Written instruction
Can you output the records below exactly as they are written?

(Coordinate annotation entries)
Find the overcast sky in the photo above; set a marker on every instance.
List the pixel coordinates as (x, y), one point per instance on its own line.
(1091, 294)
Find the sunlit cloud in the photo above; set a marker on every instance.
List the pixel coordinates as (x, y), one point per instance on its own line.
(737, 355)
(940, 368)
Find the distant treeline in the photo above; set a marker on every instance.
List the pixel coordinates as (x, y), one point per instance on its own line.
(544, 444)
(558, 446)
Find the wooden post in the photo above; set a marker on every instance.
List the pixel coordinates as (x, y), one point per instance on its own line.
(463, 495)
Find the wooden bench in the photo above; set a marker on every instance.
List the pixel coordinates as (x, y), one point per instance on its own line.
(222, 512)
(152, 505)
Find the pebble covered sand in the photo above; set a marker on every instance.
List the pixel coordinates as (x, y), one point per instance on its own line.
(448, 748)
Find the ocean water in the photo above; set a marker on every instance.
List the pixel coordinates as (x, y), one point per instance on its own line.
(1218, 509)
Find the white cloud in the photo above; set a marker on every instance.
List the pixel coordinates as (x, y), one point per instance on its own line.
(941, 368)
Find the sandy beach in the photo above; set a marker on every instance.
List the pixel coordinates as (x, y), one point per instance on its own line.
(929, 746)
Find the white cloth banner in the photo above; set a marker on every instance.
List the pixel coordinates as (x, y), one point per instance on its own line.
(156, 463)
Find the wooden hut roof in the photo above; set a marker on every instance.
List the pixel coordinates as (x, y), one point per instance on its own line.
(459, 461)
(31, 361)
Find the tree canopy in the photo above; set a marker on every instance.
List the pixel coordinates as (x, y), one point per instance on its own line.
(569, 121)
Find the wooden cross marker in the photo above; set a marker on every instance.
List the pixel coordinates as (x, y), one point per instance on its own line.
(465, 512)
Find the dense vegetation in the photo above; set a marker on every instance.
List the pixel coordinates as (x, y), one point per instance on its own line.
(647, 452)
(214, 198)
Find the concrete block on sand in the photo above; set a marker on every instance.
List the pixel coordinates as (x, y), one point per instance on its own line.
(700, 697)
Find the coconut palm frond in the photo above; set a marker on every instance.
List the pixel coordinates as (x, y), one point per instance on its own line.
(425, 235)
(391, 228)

Task response
Find the overcast sky in the photo above; set a marker on every instance.
List the pixel coordinates as (x, y), one point per instance on its own line.
(1091, 294)
Find the sunlit cloud in the photo above; set a marker on every instance.
List the pixel coordinates as (x, y), one point per instance on its own line.
(737, 355)
(940, 368)
Find the distant treeline in the photo above; set a marker on every instance.
List the pixel coordinates as (x, y), one point per instance on its own line.
(544, 444)
(558, 446)
Find the wooden post in the photo above; set a marker on every instance.
List the pixel coordinates as (x, y), one point per instance on its own line.
(463, 495)
Find the wooden bench in the photo above; set a marker on every instance.
List the pixel coordinates as (x, y), one point per instance on its own line.
(222, 512)
(152, 505)
Find the pebble covered sand in the photo above; set a marker on every instance.
List the pixel coordinates as (x, y), one point per instance on its own line.
(448, 748)
Find the ocean water in the photo above; set a marker on every instance.
List the pixel coordinates as (x, y), one point per instance on its own line.
(1218, 509)
Find the white cloud in the photo above; set a marker on every instance.
List the pixel coordinates as (x, y), one point per instance on its own line.
(941, 368)
Find the sandy beach in the photo above; set a marker on every instance.
List the pixel coordinates as (x, y), one point per instance on its own line.
(929, 746)
Find the white cloth banner in the photo above; set a marker on every instance.
List the pixel coordinates as (x, y), one point per instance on its own line.
(156, 463)
Find the wooden hut roof in the photo above; set a marker on every instance.
List the pixel coordinates as (x, y), one point per instance on its own line.
(459, 461)
(31, 361)
Find the tree canopy in the photo above; set a marker on every instance.
List the pixel coordinates as (x, y), one point per instance on its own line.
(569, 121)
Find the wooden cross marker in the photo above; set a marker on every instance.
List the pixel coordinates as (x, y), one point per instance on its own line.
(465, 512)
Find the dense vegetation in the photo above; set a marker on every instance.
List the pixel coordinates as (x, y), one point per instance on its own line.
(647, 452)
(214, 198)
Find the concrete block on sand in the photo above; set a marker on every instance.
List the pixel coordinates as (x, y), one point per instance on its own line.
(700, 697)
Find the coconut palm frond in the photo above; set a marker on every instance.
List the pixel coordinates as (x, y), one point per instance on its own line.
(425, 235)
(391, 228)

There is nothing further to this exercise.